The conviction under appeal is Mr Potier's third conviction for solicitation to murder. His two earlier convictions relate to a previous solicitation to murder the same ex-wife and a solicitation to murder the man who became her boyfriend after she and Mr Potier separated. Mr Potier has exhausted his rights of appeal in respect of those convictions but has sought an inquiry into the convictions under Part 7 of the Crimes (Appeal and Review) Act 2001 (NSW). An application for an inquiry of that kind had been made before the commencement of these proceedings but that fact did not emerge at the hearing of the Attorney General's application for vexatious proceedings orders.
At the time the original application was made, it invoked the power of the Court under s 474D of the Crimes Act 1900 (NSW). The parts of the Crimes Act dealing with such inquiries have since been repealed and transferred to the Crimes (Appeal and Review) Act. It was conceded on behalf of the Attorney General that the application under s 474D, if still pending, is governed by Part 7 of that Act. The relevant transitional provision (clause 13 of schedule 1 to the Crimes (Appeal and Review) Act) provides:
a petition or application that was made under Part 13A of the Crimes Act 1900 before the repeal and transfer of that Part by the amending Act and that had not been finally determined under that Part immediately before its repeal is taken to be a petition or application under the corresponding provision of Part 7 of this Act.
Mr Potier now seeks an order varying the vexatious proceedings orders so as to allow him to pursue the Part 7 application. This judgment determines that application.

┄┄┄┄┄┄

PROBLEM TO SOLVE »
Transcribe the passage of the excerpt on Mr Potier's appeal from "Mr Potier now" up to and including "determines that application.".

DATASET SECTION »
┄┄┄┄┄┄

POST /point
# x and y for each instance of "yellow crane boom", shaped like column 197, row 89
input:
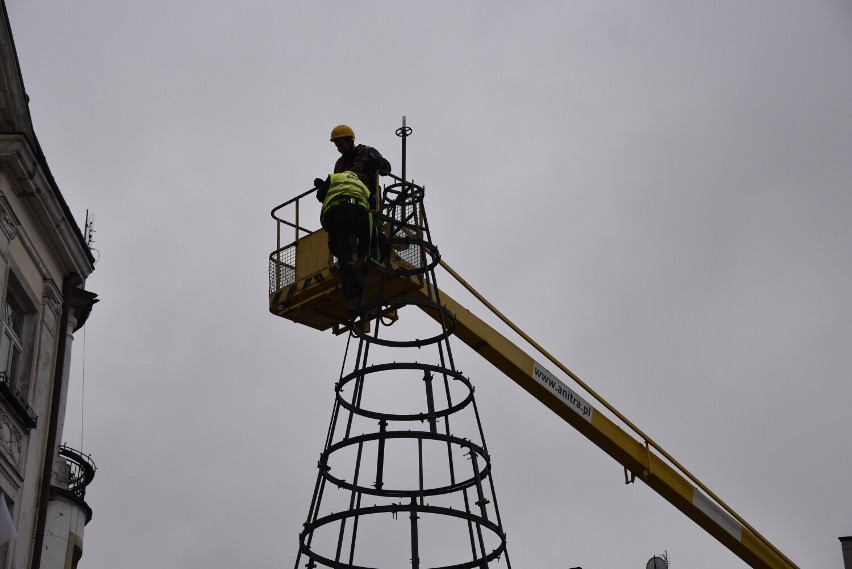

┄┄┄┄┄┄

RESULT OF THE TASK »
Mr Potier now seeks an order varying the vexatious proceedings orders so as to allow him to pursue the Part 7 application. This judgment determines that application.